→ Exercise instructions
Reproduce the data without any changes, from its first line through the line that contains "top-left (34, 265), bottom-right (98, 290)", with both of those lines included.

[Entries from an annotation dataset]
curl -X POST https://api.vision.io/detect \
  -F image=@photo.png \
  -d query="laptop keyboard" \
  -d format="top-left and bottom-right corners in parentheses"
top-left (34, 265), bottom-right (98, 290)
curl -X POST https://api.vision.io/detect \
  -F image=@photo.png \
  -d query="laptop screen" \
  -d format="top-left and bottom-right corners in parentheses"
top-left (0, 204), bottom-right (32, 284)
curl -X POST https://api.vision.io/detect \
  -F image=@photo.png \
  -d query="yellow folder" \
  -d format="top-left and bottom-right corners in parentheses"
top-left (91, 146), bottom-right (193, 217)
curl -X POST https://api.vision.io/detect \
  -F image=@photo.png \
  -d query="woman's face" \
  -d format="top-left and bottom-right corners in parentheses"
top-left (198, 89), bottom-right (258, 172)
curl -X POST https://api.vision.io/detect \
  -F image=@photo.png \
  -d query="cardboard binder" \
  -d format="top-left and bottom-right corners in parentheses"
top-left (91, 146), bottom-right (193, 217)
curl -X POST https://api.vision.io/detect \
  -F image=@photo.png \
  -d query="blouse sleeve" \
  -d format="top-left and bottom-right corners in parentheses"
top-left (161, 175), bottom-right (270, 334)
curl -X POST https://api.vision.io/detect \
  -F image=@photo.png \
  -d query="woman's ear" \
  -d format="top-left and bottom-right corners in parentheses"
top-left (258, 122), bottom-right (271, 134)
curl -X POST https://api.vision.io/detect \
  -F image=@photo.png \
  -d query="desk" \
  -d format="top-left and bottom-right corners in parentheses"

→ Written solution
curl -X POST https://api.vision.io/detect \
  -F image=@photo.png \
  -d query="laptop keyboard" \
  -d format="top-left and bottom-right corners in parentheses"
top-left (34, 265), bottom-right (98, 290)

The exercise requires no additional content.